A timely filed terminal disclaimer in compliance with 37 CFR 1.321(c) or 1.321(d) may be used to overcome an actual or provisional rejection based on a nonstatutory double patenting ground provided the reference application or patent either is shown to be commonly owned with this application, or claims an invention made as a result of activities undertaken within the scope of a joint research agreement. A terminal disclaimer must be signed in compliance with 37 CFR 1.321(b).
The USPTO internet Web site contains terminal disclaimer forms which may be used.  Please visit http://www.uspto.gov/forms/.  The filing date of the application will determine what form should be used.  A web-based eTerminal Disclaimer may be filled out completely online using web-screens. An eTerminal Disclaimer that meets all requirements is auto-processed and approved immediately upon submission.  For more information about eTerminal Disclaimers, refer to http://www.uspto.gov/patents/process/file/efs/guidance/eTD-info-I.jsp. 
Claims 1, 7, and 13, of the instant application are rejected on the ground of nonstatutory obviousness-type double patenting as being unpatentable over claims 1-2, 8-9, and 15-16, of US Patent 11,308,312 B2 as being described below.  Although the claims at issue are not identical, they are not patentably distinct from each other because claims 1, 7, and 13, of the instant application merely broadens the scope of the claims 1-2, 8-9, and 15-16, of US Patent 11,308,312 B2. It has been held that the omission of an element and its function is an obvious expedient if the remaining elements perform the same function as before (See MPEP §804.II.B.1 and §2144.04 IIA). 
Instant Application 17/702,570.
US Patent 11,308,312 B2
Claim 1. A method implemented on at least one machine including at least one processor, memory, and communication platform capable of connecting to a network for estimating occupancy of a three-dimensional (3D) scene, the method comprising: receiving continuous image data, acquired by at least one sensor from the 3D scene having at least one of a user and one or more objects therein, wherein the user is engaged in a human machine dialogue; detecting, based on the continuous image data, the user and the one or more objects at different time instances and corresponding characteristics associated therewith; estimating 3D occupancy dynamics of the 3D scene across the different time instances by, with respect to each of the different time instances: determining, a spatial relationship between the user and each of the one or more objects, a 3D volumetric space occupied by the user, and a 3D space occupancy of the 3D scene based on the 3D volumetric space and the spatial relationship with each of the one or more objects, and constructing a 3D space occupancy record of the 3D scene associated with the time instance based on the 3D space occupancy, wherein the 3D space occupancy records related to different time instances describe the 3D occupancy dynamics.





Claim 7. Machine readable and non-transitory medium having information recorded thereon for estimating occupancy of a three-dimensional (3D) scene, wherein the information, when read by the machine, causes the machine to perform the following: receiving continuous image data, acquired by at least one sensor from the 3D scene having at least one of a user and one or more objects therein, wherein the user is engaged in a human machine dialogue; detecting, based on the continuous image data, the user and the one or more objects at different time instances and corresponding characteristics associated therewith; estimating 3D occupancy dynamics of the 3D scene across the different time instances by, with respect to each of the different time instances: determining, a spatial relationship between the user and each of the one or more objects, a 3D volumetric space occupied by the user, and a 3D space occupancy of the 3D scene based on the 3D volumetric space and the spatial relationship with each of the one or more objects, and constructing a 3D space occupancy record of the 3D scene associated with the time instance based on the 3D space occupancy, wherein the 3D space occupancy records related to different time instances describe the 3D occupancy dynamics.

# # #

▶ Requirement 1: Lay out the entries as a JSON list of strings, one string per line, starting at the first line of the entries and ending at the line that contains "[106,148,142,159]", with blank lines skipped. Leave the pictures out.
The double patenting passage has nothing to do with the entries that come after it.

▶ Records for the task:
# # #

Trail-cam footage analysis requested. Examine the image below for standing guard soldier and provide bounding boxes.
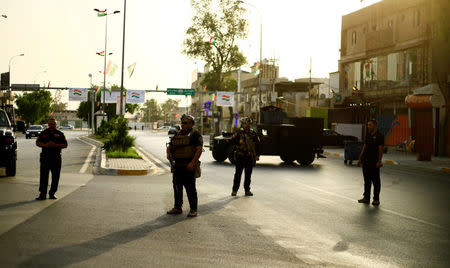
[358,119,384,206]
[167,114,203,217]
[36,118,67,200]
[231,117,260,196]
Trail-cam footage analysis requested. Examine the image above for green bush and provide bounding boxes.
[97,119,116,138]
[103,116,135,152]
[106,148,142,159]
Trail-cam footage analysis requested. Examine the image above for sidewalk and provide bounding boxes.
[324,147,450,173]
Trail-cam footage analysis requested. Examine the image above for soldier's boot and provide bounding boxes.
[167,208,183,215]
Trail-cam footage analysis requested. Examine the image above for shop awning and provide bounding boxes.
[405,95,445,108]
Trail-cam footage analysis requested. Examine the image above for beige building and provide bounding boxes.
[334,0,450,156]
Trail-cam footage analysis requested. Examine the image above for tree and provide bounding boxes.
[200,73,237,130]
[183,0,248,133]
[77,85,99,126]
[141,99,162,122]
[16,90,52,124]
[161,99,180,123]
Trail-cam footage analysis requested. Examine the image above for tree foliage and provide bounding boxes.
[183,0,248,90]
[16,90,52,124]
[161,99,180,122]
[141,99,163,122]
[103,115,135,152]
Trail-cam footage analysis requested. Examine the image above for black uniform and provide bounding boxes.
[170,130,203,210]
[36,129,67,197]
[232,129,259,192]
[361,131,384,200]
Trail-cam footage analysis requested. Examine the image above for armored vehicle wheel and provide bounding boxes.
[212,149,227,162]
[280,153,295,164]
[6,158,16,177]
[297,151,315,166]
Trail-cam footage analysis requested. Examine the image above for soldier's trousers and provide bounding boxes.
[172,167,198,210]
[233,157,253,192]
[39,155,61,195]
[363,165,381,200]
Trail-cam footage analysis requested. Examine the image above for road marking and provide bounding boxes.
[135,146,170,171]
[289,179,446,230]
[78,137,97,173]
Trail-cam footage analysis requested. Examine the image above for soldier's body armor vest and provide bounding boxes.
[236,131,256,155]
[172,130,195,159]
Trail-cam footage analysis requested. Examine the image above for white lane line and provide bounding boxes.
[289,179,446,230]
[136,146,170,171]
[78,137,97,173]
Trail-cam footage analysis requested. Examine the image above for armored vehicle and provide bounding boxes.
[210,106,323,166]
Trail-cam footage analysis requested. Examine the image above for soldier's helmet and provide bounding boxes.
[240,117,253,125]
[181,114,195,124]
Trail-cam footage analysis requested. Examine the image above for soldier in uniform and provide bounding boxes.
[358,119,384,206]
[231,118,260,196]
[167,115,203,217]
[36,118,67,200]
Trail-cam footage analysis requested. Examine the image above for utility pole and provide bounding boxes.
[120,0,127,115]
[308,58,312,109]
[270,57,279,102]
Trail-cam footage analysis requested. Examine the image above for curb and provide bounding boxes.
[323,152,450,173]
[82,136,156,176]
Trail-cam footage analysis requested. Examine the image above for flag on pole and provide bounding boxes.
[253,61,261,75]
[109,64,117,76]
[105,61,112,74]
[127,62,136,77]
[95,86,102,96]
[97,9,107,17]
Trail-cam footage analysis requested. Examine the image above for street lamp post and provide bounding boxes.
[8,53,25,86]
[236,0,262,123]
[94,8,120,112]
[33,71,47,87]
[119,0,127,115]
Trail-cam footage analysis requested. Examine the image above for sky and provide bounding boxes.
[0,0,379,109]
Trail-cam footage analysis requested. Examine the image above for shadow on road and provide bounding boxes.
[17,197,236,267]
[207,161,322,171]
[0,200,38,210]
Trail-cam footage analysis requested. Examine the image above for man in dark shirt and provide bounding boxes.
[358,119,384,206]
[36,118,67,200]
[231,117,259,196]
[167,115,203,217]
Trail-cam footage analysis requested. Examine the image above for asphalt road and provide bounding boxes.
[0,131,450,267]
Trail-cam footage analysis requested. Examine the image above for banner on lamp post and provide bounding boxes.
[69,88,88,101]
[102,91,120,103]
[216,92,234,107]
[126,90,145,104]
[116,96,126,115]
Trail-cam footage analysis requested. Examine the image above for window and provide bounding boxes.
[388,20,394,28]
[413,10,420,27]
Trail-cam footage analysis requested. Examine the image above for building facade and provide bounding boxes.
[340,0,450,154]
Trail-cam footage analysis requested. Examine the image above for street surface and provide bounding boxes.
[0,131,450,267]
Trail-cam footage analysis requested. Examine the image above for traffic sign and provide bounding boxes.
[11,84,40,91]
[166,88,195,96]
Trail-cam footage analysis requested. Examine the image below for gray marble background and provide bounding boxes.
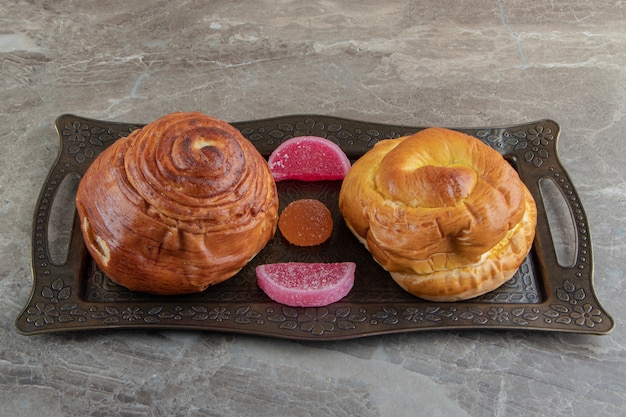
[0,0,626,417]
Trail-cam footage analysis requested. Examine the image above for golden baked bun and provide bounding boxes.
[339,128,537,301]
[76,113,278,294]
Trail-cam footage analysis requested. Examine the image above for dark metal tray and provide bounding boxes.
[16,115,614,340]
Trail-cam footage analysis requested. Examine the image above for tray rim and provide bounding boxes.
[15,114,615,340]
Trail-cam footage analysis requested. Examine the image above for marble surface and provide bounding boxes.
[0,0,626,417]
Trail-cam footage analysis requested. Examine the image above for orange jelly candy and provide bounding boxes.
[278,198,333,246]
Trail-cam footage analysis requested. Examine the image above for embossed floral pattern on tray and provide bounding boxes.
[16,115,613,340]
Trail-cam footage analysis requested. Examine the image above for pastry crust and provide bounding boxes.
[76,113,278,294]
[339,128,537,301]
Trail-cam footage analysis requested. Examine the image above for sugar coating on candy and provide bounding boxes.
[256,262,356,307]
[278,198,333,246]
[268,136,350,181]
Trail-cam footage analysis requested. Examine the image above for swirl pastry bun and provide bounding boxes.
[339,128,537,301]
[76,113,278,295]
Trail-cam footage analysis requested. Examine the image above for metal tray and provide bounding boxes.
[16,115,614,340]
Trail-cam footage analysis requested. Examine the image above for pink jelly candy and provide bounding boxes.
[268,136,350,181]
[256,262,356,307]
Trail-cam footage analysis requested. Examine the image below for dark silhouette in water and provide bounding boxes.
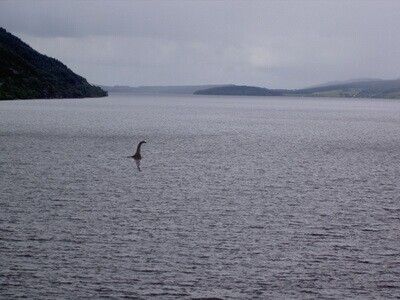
[129,141,146,171]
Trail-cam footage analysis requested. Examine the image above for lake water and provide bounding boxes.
[0,95,400,299]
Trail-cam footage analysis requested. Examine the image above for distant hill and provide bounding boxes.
[101,85,225,95]
[286,79,400,98]
[194,79,400,99]
[0,28,107,100]
[194,85,282,96]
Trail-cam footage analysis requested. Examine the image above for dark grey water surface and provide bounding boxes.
[0,96,400,299]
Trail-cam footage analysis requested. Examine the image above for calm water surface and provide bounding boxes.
[0,96,400,299]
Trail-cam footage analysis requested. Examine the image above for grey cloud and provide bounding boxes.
[0,0,400,88]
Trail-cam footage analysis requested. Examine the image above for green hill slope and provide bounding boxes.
[0,28,107,100]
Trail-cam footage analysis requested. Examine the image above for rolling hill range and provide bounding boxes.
[0,28,107,100]
[194,79,400,99]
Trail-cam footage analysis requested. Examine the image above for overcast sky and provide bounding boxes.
[0,0,400,88]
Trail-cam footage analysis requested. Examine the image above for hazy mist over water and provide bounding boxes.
[0,95,400,299]
[0,0,400,88]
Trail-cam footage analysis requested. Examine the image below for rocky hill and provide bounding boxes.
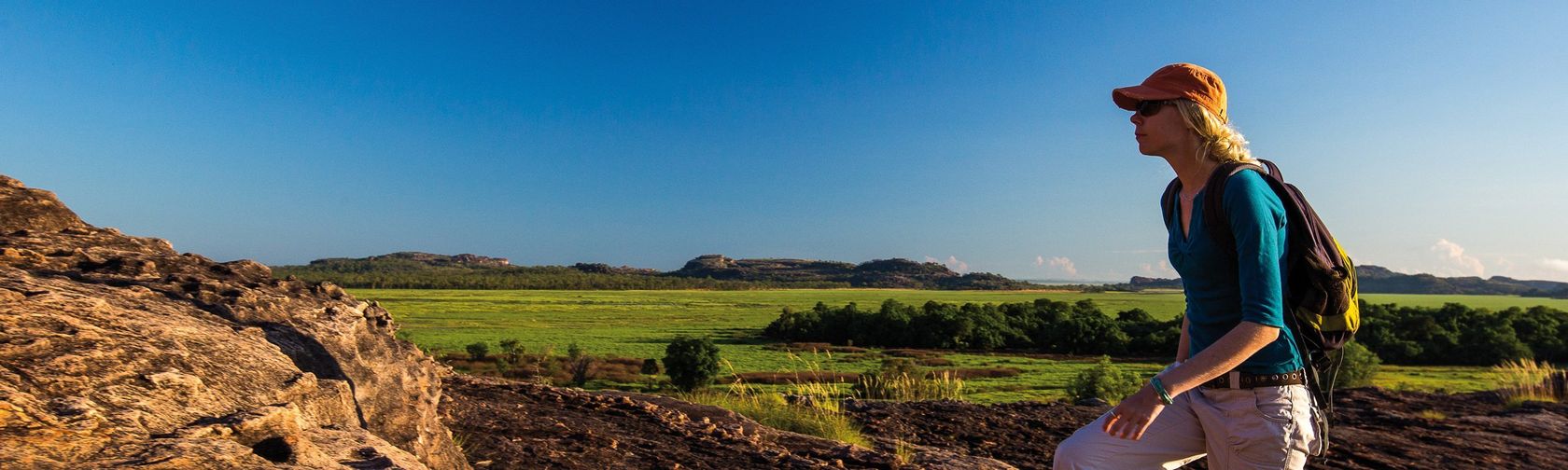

# # #

▶ Requirement 2: Transcribe the double patenting passage starting at "Claims 1, 7, and 13, of the instant application are" and ending at "Instant Application 17/702,570.".

▶ Task answer 1:
[
  "Trail-cam footage analysis requested. Examine the image below for standing guard soldier and provide bounding boxes.",
  "[358,119,384,206]",
  "[167,114,203,217]",
  "[36,118,67,200]",
  "[231,117,260,196]",
  "Trail-cam footage analysis requested. Examine the image above for green bush and provide bounding boxes.",
  "[97,119,116,138]",
  "[103,116,135,152]",
  "[106,148,142,159]"
]

▶ Task answer 2:
Claims 1, 7, and 13, of the instant application are rejected on the ground of nonstatutory obviousness-type double patenting as being unpatentable over claims 1-2, 8-9, and 15-16, of US Patent 11,308,312 B2 as being described below.  Although the claims at issue are not identical, they are not patentably distinct from each other because claims 1, 7, and 13, of the instant application merely broadens the scope of the claims 1-2, 8-9, and 15-16, of US Patent 11,308,312 B2. It has been held that the omission of an element and its function is an obvious expedient if the remaining elements perform the same function as before (See MPEP §804.II.B.1 and §2144.04 IIA). 
Instant Application 17/702,570.